**Supplied text:**

+ + + +

CHRIS DEROSE: THE WARRIOR
Chris DeRose has been on hunger strikes in LA County Jail … with killers like Night Stalker Richard Ramirez and Erik Menendez for cell neighbors. His crimes? Trespassing. Breaking into UCLA animal research laboratories in paramilitary-style stealth operations armed with such lethal weapons as granola bars, a telephone and camera.
Tossing and turning in his cell bunk at night, gripped by claustrophobia and seething frustration, DeRose dreamed of storming into such labs, guns blazing, to liberate all the caged and suffering creatures. Fighting talk is this passionate anti-vivisectionist’s stock in trade. Yet DeRose, who founded the LA-based national animal protection/ animal rights organization, Last Chance For Animals, in l985, is totally committed to peaceful civil disobedience. As "a voice for the voiceless," he has been arrested eleven times and jailed four.
Before vivisection labs and research facililties became the inpenetrable secret fortresses they are today, what he saw inside—in particular a promise he made in l981 to a dying Alaskan malamute he found suffering horribly in a lab at the Wadsworth VA in Westwood—irrevocably changed his life.

+ + + +

(Source rows)
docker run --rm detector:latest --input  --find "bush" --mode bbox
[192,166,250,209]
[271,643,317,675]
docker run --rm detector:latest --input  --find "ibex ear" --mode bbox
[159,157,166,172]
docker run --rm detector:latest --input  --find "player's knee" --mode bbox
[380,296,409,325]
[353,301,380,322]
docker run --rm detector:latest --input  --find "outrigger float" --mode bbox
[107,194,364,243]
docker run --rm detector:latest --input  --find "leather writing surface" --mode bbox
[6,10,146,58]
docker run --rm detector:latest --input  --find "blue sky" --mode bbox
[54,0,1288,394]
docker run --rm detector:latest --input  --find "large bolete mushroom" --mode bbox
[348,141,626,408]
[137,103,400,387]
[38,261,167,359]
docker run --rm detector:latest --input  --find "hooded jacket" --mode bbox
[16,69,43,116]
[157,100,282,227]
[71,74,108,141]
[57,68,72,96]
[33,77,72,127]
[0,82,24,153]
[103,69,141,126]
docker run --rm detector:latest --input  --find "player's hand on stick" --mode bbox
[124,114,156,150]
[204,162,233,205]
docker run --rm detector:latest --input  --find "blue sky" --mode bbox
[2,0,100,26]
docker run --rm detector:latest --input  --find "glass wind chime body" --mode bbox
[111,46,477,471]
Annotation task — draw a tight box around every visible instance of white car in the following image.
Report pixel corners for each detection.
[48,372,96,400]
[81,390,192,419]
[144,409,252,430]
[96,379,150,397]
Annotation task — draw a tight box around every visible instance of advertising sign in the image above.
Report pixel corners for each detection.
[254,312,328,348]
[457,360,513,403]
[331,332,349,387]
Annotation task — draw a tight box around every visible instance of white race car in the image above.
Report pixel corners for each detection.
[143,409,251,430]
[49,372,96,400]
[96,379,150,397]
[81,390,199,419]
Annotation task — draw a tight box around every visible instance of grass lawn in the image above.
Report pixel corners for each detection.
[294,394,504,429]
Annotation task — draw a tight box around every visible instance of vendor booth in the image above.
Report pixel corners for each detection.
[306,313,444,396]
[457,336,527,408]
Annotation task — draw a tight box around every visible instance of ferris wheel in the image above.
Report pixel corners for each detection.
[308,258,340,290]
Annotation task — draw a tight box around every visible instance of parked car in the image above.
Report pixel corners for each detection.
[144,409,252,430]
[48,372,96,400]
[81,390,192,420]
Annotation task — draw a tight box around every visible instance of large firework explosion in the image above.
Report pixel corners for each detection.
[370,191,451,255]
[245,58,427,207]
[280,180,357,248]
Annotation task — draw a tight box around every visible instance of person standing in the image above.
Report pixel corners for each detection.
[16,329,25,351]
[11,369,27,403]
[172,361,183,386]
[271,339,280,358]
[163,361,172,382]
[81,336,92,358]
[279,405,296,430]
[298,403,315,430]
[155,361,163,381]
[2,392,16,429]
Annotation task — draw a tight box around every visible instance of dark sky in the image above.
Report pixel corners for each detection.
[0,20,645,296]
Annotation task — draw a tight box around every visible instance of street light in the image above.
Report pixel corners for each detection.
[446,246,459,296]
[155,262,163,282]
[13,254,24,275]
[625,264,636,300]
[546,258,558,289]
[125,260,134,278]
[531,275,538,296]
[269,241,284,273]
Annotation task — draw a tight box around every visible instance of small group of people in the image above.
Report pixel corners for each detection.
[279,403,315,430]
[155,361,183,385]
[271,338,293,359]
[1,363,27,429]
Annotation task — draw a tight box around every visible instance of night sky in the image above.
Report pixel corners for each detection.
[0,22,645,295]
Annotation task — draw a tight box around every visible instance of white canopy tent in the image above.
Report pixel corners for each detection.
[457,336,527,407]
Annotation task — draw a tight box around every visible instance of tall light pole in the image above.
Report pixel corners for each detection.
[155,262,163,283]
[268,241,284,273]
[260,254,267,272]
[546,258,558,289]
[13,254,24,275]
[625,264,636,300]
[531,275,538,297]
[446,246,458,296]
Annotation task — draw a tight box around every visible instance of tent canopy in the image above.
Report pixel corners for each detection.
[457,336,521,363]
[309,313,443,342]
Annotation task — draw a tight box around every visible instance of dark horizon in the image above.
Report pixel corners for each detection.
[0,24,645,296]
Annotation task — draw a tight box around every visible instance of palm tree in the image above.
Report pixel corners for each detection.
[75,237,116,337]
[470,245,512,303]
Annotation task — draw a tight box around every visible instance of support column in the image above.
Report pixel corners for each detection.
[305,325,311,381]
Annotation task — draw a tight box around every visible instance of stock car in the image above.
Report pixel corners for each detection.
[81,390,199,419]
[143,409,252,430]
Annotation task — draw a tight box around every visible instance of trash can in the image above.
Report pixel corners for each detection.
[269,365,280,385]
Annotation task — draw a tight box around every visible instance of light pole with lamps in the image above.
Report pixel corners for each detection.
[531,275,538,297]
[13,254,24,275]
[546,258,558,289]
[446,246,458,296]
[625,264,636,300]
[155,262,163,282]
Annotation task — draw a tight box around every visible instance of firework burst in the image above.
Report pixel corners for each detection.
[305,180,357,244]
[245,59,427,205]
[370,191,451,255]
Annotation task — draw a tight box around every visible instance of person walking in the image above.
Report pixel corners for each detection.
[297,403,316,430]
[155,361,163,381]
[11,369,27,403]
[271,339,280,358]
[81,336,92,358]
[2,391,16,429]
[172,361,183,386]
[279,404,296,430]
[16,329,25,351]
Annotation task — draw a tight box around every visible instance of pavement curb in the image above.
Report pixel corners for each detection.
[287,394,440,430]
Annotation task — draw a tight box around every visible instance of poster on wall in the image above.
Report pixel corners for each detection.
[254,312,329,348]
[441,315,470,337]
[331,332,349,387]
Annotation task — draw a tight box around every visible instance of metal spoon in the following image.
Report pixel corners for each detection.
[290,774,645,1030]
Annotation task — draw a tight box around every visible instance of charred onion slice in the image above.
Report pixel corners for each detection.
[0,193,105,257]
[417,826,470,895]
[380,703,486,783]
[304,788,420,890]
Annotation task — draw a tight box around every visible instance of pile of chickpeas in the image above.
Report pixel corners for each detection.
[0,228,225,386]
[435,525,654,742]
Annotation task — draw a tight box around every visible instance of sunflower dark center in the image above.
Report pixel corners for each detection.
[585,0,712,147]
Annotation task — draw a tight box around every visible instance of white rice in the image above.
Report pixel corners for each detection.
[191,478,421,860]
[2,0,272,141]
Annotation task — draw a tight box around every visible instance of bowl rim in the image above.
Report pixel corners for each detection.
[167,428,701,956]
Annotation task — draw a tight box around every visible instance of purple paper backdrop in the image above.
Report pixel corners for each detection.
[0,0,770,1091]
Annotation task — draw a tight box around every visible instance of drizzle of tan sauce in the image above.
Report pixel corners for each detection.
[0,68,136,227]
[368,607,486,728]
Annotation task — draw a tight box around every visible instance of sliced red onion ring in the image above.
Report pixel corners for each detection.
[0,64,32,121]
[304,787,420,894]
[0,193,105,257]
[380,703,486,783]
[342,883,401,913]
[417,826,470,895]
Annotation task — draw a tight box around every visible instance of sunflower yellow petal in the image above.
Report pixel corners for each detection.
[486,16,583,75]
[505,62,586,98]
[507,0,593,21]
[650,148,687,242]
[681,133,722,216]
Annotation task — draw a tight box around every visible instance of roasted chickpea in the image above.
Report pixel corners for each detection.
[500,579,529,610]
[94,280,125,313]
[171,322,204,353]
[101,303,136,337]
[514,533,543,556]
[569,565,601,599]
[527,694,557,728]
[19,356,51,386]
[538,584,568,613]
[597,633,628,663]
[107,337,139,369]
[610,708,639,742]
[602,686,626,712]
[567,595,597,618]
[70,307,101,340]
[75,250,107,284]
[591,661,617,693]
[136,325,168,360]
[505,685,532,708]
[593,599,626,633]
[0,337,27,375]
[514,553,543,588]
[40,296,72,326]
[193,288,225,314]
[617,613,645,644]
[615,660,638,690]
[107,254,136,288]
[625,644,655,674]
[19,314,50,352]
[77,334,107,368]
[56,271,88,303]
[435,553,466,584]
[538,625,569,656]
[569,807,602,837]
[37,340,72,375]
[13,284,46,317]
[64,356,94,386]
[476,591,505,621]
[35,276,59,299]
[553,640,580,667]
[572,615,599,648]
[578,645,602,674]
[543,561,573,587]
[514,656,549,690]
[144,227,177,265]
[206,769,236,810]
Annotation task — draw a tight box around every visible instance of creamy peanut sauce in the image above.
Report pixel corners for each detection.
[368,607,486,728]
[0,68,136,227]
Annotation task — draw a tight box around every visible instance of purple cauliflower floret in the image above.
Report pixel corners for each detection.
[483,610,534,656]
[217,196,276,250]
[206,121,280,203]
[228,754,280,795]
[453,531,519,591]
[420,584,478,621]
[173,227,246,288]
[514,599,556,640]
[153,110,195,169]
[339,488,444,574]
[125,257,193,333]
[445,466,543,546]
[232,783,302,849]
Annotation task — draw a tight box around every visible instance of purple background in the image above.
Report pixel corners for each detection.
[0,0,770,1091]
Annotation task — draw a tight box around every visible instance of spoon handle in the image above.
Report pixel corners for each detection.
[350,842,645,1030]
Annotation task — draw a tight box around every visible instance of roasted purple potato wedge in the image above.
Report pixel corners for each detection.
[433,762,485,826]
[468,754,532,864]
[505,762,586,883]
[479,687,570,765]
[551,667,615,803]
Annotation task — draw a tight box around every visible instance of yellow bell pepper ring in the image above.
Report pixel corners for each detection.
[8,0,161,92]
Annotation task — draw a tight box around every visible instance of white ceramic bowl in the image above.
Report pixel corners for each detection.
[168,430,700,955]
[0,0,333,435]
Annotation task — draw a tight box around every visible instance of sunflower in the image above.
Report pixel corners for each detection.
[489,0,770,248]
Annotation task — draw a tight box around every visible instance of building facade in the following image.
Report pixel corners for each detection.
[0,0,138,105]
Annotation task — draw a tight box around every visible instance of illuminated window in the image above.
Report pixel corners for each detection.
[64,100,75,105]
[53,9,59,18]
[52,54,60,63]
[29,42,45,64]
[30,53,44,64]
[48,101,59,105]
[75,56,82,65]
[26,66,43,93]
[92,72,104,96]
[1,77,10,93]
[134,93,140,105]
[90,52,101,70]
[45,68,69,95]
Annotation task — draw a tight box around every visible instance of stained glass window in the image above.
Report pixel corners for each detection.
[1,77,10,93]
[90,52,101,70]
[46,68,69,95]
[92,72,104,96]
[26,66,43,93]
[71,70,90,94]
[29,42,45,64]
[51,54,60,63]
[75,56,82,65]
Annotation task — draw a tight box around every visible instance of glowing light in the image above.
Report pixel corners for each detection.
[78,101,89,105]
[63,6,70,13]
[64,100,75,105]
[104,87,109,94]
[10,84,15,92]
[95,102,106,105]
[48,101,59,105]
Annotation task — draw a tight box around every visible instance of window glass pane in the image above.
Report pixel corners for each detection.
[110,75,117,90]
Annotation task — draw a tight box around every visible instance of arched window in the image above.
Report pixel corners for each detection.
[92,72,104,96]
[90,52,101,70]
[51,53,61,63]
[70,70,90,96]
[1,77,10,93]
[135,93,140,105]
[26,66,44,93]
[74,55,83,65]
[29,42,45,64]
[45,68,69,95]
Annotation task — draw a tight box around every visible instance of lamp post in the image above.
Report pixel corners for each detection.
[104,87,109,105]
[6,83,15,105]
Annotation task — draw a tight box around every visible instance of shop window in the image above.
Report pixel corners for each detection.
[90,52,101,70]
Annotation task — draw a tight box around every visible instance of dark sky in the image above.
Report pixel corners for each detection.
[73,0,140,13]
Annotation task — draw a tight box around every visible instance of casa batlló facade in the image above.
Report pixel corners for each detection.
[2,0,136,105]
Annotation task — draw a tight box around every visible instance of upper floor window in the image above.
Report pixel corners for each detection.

+ + + +

**Aim of the exercise:** Quote the profile of Chris DeRose word for word, beginning at the words "CHRIS DEROSE: THE" and stopping after the words "telephone and camera.". The rows are separate material and are not part of the profile of Chris DeRose.

**Answer space:**
CHRIS DEROSE: THE WARRIOR
Chris DeRose has been on hunger strikes in LA County Jail … with killers like Night Stalker Richard Ramirez and Erik Menendez for cell neighbors. His crimes? Trespassing. Breaking into UCLA animal research laboratories in paramilitary-style stealth operations armed with such lethal weapons as granola bars, a telephone and camera.